* Begin *

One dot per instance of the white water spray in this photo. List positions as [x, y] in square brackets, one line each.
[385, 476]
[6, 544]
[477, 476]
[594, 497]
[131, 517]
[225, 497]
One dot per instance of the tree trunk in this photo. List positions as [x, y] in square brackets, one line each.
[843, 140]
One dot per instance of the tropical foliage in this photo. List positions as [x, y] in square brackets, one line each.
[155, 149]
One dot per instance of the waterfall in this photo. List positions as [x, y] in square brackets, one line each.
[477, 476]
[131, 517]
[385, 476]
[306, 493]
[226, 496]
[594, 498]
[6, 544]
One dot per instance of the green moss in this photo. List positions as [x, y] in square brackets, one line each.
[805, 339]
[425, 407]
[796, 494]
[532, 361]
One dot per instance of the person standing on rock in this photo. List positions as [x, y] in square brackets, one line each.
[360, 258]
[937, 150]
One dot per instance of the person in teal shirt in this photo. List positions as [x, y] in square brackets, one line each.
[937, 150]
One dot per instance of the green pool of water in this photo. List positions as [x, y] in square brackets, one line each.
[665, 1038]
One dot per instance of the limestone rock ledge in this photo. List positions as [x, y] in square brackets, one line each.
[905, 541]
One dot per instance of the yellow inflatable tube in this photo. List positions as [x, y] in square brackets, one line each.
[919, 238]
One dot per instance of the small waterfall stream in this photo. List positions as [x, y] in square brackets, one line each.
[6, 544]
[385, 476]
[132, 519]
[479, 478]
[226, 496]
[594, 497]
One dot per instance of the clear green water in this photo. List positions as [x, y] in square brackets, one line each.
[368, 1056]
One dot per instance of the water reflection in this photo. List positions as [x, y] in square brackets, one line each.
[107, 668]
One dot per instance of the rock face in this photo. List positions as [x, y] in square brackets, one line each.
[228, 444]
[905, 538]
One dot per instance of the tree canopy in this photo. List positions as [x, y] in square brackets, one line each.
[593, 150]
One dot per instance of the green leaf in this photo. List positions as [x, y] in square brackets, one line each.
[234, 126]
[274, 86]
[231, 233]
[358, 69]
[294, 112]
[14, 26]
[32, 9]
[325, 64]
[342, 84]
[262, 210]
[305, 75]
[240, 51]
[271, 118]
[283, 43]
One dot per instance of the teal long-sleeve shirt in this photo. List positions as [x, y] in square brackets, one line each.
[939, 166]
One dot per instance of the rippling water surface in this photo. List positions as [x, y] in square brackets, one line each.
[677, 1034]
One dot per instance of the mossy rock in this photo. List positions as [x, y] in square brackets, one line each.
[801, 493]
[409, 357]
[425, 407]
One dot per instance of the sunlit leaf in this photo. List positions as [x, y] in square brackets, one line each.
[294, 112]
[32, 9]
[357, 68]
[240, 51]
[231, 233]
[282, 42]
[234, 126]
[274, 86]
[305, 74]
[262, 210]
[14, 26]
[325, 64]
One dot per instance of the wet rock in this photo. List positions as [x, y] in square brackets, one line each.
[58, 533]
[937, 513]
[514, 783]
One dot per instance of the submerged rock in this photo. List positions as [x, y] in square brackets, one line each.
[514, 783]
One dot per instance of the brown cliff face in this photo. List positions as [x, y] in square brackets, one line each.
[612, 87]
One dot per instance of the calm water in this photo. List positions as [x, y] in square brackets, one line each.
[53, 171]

* End *

Retype, unchanged, the lines of the items starting with the line containing "One dot per instance of the green pool" and going on through the line containing "[368, 1056]", including both of those lines.

RESPONSE:
One dot per instance of the green pool of water in this photo. List positions as [x, y] in square brackets, one line each.
[665, 1038]
One dot per instance of the limestone rock ledge in this photo. List positions as [x, y] in square brackets, one line each.
[905, 541]
One dot per instance of the yellow inflatable tube in this photo. List positions as [x, y] in square brackets, one line each.
[919, 238]
One dot per instance of the small waterfall stream in this photo. List positions as [x, y] in square brackets, one line each.
[6, 544]
[385, 476]
[132, 519]
[479, 478]
[226, 496]
[594, 497]
One dot per instance of the clear green water in this photo. List positions as [x, y] in square brackets, one line each.
[368, 1056]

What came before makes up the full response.